_Exercise brief:_ Could you update the listing below by changing "stone wall" to "masonry wall" and give it back in full with nothing else altered?

++++ Records to use

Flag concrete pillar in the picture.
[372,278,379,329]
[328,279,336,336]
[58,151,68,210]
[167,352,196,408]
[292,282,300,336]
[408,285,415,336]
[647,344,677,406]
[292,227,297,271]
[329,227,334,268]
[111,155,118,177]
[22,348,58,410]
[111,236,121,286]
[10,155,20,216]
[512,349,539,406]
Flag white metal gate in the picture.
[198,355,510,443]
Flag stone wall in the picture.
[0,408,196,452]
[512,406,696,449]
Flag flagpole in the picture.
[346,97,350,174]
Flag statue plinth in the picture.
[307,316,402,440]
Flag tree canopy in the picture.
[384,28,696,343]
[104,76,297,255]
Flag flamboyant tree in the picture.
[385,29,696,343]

++++++++

_Task response:_
Flag concrete pillar in the picture.
[372,278,379,329]
[328,279,336,336]
[58,151,68,210]
[167,352,196,408]
[292,282,300,336]
[408,285,415,336]
[647,344,677,406]
[292,227,297,271]
[329,227,334,268]
[111,155,118,177]
[22,348,58,410]
[111,236,121,286]
[10,155,20,216]
[512,349,539,406]
Flag white metal gate in the picture.
[198,355,510,443]
Flag masonry wall in the picture.
[0,408,196,452]
[512,406,696,449]
Flag flagpole in the picture.
[346,97,350,174]
Flag statue plinth in the picture.
[307,316,402,440]
Flag tree canopy in the picture.
[384,28,696,343]
[104,76,297,255]
Flag flamboyant tree in the picture.
[385,29,696,343]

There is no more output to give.